**EXERCISE TASKS:**
**a.** Answer these questions about the collections essay:
(i) What was the first collection the narrator's father started?
(ii) What name did the older brother's friends give the narrator?
(iii) At what age did the narrator collect a first boyfriend?
**b.** Can you reproduce the stretch of the collections essay from "As I entered" through "known as Junior.", word for word?
====== EXERCISE PASSAGE ======
When I was younger, I collected lots of wonderful treasures, including dolls and picture books. My father started me with my first collection: stamps. I never was particularly interested in that hobby, but I was very interested in being the center of my daddy’s attention, so I took the stamps he brought me and dutifully placed them into the binders. Lord only knows where those collections are now…
When I was a little older, I became a tomboy, which was only natural since I was the middle child born between two boys. I collected scrapes and bruises from following them over fences and through blackberry bushes or by following the culverts and tunnels that guided the Town Creek from Sam Houston's home and museum and our house. I also collected a toughness that comes from playing firecracker shootouts and having an occasional firework explode in my hand rather than in the air flying toward a brother’s head.
As I entered my teens, I collected lots of personas along with fitting names, trying to find the right fit for the individual I would become. My cousin and I gave each other sassy names to fit the images we had of becoming saucy women someday. I was Kitten; she, Bubbles. My older brother Stone’s friends named my younger brother Pebble and named me Rox. We felt very cool among our friends who had no siblings and were faceless to the older crowd. My friends had fun giving me derivatives of my given name Joyce: I was called Jerse, Joycie, Juice, and Jice. Because I was named after my mother, my daddy kept trying to get me to adopt the name Junior, but I was past my tomboy days and had no desire to be known as Junior.
I collected my first boyfriend at sixteen, and my favorite name, Baby, came out of his mouth in that easy Southern drawl of his, pronounced, “Baay-be.” Occasionally I was known by another “b” name for my cattiness, especially when it came to trashing some other girl’s reputation because she didn’t fit the standard I had set for teens outside my clique. Shame on me.
During my young adult years, I collected college degrees and years of experience in classrooms as both a student and as a teacher. I found that the best way to become an expert in anything was to teach the subject. As a result, I became an expert in college marketing and collected a slew of awards and plaques from state and national organizations while I climbed the ladder in administration and made a reputation for myself. For about a decade, I was one of go-to women in the Texas community college movement. I also collected two sets of divorce papers.
At mid-life I collected illnesses and maladies: fibroid tumors, ulcerative colitis, psoriasis, diabetes… but thankfully, I also had a collection of friends who would not let me give up, lie down, or step off the path but, rather, to move on to the next collection, which is the greatest one of all—the collection of memories.
I may be battered, but I’m far from through!
====== PROVIDED MATERIAL ======
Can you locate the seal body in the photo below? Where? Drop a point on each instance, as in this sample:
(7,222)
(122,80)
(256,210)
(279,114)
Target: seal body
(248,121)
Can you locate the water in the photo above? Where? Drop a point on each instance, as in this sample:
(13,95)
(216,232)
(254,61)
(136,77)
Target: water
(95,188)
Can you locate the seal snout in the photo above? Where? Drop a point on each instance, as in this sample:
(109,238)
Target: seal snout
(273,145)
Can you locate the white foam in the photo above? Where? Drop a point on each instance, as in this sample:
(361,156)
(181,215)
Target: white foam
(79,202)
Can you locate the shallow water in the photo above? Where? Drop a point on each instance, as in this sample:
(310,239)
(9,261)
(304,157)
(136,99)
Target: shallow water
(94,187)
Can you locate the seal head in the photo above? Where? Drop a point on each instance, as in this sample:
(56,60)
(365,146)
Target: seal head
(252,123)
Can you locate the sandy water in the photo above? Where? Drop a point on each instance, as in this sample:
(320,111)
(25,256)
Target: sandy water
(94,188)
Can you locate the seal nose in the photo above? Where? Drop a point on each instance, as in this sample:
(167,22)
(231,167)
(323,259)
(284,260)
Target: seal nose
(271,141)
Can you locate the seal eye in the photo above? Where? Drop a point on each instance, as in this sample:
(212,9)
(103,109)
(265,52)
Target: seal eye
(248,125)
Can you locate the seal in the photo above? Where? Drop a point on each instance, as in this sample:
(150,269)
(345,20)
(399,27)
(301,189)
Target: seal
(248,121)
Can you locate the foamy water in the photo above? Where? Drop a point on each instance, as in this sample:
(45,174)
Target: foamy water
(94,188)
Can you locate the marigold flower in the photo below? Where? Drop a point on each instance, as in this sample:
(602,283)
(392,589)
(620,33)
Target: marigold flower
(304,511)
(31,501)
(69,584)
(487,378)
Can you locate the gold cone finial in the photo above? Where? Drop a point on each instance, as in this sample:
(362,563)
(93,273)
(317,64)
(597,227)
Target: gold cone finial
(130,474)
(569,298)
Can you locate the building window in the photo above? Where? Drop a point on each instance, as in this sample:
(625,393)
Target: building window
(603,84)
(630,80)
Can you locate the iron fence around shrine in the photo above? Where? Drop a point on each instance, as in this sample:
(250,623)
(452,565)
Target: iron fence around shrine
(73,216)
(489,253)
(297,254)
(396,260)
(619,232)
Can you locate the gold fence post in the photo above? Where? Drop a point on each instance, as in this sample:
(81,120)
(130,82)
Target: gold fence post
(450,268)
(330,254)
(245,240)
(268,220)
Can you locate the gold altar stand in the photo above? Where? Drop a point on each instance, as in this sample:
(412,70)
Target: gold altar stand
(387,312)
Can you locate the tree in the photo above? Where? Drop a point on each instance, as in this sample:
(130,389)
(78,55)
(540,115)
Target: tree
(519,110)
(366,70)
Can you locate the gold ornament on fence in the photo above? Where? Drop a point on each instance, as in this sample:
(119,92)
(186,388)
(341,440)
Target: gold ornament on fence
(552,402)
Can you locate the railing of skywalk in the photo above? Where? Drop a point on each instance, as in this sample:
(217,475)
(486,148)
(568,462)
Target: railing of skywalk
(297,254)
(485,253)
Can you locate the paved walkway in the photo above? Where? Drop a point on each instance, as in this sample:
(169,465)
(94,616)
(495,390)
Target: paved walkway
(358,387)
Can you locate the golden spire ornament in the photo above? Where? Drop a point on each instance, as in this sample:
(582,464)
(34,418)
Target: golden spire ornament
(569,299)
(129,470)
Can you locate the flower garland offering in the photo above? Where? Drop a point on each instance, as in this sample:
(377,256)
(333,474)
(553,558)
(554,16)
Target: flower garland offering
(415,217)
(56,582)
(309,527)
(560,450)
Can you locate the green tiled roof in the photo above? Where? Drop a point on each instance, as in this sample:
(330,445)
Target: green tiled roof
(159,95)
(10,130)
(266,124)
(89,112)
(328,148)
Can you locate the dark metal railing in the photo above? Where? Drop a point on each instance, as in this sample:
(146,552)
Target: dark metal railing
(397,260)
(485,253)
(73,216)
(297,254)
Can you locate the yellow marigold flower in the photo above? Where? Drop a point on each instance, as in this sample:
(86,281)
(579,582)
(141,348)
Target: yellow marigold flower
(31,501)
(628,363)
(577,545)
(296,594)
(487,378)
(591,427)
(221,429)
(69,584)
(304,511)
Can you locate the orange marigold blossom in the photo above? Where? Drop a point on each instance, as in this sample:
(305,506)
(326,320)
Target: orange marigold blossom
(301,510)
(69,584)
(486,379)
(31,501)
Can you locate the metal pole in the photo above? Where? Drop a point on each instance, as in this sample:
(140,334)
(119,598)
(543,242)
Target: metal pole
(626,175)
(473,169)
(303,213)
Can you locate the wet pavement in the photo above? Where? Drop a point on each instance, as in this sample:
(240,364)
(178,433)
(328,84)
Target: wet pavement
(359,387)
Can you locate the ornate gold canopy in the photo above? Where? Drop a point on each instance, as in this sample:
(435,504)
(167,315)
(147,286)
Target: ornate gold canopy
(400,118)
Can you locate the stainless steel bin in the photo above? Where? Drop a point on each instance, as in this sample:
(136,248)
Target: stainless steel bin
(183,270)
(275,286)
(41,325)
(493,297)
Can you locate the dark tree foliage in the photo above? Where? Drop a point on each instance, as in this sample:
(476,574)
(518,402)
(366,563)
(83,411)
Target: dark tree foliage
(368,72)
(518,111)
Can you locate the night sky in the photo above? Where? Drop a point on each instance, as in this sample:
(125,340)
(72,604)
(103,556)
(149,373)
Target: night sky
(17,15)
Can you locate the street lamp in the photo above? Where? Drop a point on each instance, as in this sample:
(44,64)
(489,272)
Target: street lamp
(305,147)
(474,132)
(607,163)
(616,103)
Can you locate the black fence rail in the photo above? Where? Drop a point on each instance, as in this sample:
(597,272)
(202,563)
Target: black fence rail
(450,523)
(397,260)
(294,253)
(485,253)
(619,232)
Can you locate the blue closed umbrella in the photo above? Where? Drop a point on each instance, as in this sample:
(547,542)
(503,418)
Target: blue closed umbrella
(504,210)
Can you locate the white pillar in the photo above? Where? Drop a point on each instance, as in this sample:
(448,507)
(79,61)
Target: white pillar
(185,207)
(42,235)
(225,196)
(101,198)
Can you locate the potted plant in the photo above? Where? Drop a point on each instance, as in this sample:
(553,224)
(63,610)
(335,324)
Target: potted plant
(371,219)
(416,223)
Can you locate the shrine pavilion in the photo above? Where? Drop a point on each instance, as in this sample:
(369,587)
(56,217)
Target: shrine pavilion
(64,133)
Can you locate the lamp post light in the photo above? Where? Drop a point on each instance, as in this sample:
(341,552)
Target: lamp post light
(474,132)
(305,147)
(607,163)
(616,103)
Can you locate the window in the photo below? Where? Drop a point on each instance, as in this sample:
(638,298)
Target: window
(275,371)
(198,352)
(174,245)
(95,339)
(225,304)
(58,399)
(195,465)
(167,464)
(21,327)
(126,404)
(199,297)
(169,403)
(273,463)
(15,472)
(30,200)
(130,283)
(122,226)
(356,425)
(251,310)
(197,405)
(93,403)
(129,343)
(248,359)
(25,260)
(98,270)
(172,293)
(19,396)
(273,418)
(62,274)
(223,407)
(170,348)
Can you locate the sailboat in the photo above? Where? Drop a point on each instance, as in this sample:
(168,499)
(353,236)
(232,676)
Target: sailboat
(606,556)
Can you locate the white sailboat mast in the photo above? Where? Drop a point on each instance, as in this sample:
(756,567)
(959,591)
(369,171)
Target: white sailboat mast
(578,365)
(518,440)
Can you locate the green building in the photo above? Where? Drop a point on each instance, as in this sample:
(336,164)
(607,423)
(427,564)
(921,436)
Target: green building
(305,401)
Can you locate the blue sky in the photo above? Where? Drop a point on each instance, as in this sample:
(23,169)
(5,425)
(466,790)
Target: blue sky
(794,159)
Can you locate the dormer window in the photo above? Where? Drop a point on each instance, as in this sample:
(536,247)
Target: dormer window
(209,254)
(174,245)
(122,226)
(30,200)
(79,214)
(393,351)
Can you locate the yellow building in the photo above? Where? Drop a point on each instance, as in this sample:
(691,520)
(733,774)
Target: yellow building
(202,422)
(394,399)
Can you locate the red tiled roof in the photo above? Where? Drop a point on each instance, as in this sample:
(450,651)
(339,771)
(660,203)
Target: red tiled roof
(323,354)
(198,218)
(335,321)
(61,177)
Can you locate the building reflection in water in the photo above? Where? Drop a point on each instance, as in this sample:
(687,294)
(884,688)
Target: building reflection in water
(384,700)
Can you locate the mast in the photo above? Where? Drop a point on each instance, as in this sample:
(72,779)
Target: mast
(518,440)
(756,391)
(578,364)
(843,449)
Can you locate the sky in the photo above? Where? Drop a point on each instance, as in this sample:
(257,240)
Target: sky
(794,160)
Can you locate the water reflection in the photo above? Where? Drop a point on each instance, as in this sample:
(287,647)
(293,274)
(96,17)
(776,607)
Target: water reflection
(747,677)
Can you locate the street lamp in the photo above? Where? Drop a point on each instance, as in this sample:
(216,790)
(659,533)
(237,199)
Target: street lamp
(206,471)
======
**SOLUTIONS BY TASK:**
**a.**
(i) Stamps
(ii) Rox
(iii) Sixteen

**b.**
As I entered my teens, I collected lots of personas along with fitting names, trying to find the right fit for the individual I would become. My cousin and I gave each other sassy names to fit the images we had of becoming saucy women someday. I was Kitten; she, Bubbles. My older brother Stone’s friends named my younger brother Pebble and named me Rox. We felt very cool among our friends who had no siblings and were faceless to the older crowd. My friends had fun giving me derivatives of my given name Joyce: I was called Jerse, Joycie, Juice, and Jice. Because I was named after my mother, my daddy kept trying to get me to adopt the name Junior, but I was past my tomboy days and had no desire to be known as Junior.